(EXERCISE INSTRUCTIONS)
Each record is to be given again without alteration.

(PROVIDED ENTRIES)

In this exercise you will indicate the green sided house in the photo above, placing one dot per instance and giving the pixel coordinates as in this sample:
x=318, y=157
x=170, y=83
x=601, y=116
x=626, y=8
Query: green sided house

(SOLUTION TO THE EXERCISE)
In this exercise you will indicate the green sided house in the photo above, placing one dot per instance and giving the pixel coordinates as in this sample:
x=318, y=157
x=170, y=83
x=601, y=116
x=626, y=8
Query: green sided house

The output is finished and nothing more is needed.